*The request*. Quote the lines of the listing below word for word, starting at its first line and ending at the line that contains "[39,117,124,289]", both included.

*Input records*.

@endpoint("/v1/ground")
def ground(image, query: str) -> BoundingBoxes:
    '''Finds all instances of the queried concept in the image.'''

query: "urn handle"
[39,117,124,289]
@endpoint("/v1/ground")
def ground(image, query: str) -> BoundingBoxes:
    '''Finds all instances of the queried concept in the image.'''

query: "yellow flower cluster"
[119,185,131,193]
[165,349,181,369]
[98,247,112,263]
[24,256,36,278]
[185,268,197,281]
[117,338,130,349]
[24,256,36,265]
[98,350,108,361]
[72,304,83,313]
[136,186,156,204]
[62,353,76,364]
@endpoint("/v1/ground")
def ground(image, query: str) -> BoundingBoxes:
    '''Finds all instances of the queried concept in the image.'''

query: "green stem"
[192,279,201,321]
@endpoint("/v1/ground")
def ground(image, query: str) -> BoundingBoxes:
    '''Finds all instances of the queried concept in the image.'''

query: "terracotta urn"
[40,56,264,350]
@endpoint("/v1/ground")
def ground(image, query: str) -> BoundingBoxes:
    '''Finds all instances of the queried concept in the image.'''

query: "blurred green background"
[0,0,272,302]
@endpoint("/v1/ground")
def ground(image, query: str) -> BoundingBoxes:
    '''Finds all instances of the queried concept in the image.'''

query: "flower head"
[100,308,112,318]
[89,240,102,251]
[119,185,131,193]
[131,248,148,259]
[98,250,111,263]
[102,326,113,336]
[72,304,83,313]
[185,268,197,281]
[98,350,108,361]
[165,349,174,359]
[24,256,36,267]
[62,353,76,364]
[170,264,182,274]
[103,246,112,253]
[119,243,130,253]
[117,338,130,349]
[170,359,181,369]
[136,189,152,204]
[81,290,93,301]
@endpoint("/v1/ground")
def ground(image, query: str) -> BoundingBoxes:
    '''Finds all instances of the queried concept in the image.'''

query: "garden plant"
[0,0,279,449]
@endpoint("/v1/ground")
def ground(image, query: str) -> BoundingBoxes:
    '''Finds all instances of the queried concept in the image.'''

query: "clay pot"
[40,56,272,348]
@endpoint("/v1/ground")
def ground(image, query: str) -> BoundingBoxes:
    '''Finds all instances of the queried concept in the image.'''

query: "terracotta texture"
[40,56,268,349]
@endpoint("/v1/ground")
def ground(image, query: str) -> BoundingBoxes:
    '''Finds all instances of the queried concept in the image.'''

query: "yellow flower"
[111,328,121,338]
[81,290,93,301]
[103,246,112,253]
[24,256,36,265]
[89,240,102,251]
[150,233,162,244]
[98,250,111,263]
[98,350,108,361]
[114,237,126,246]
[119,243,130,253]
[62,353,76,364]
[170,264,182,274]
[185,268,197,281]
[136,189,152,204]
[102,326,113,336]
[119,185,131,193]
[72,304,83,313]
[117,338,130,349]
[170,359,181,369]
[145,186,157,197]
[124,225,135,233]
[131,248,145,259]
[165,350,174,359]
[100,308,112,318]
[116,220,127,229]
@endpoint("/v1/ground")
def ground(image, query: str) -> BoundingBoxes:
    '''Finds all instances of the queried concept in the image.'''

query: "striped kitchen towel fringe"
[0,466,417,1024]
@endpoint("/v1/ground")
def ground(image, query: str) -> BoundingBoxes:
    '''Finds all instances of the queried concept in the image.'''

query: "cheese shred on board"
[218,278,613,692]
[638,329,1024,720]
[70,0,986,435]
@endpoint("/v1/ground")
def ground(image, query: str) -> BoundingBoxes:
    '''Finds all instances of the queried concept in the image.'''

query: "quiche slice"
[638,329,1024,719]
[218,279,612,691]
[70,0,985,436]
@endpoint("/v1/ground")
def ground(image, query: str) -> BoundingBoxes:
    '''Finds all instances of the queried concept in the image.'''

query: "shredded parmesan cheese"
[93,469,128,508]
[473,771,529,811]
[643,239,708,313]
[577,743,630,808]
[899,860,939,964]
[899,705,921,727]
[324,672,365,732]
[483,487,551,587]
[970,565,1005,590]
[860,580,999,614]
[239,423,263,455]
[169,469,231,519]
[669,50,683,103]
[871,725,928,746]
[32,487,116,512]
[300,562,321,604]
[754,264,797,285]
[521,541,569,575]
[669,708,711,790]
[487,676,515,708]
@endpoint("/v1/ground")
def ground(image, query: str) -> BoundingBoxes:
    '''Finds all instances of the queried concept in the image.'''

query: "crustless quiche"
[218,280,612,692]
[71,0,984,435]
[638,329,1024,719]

*Result*.
@endpoint("/v1/ground")
def ground(image, query: str) -> BoundingBoxes:
    '''Finds all instances of the queried concept in the image.'''

query: "urn handle"
[39,117,124,289]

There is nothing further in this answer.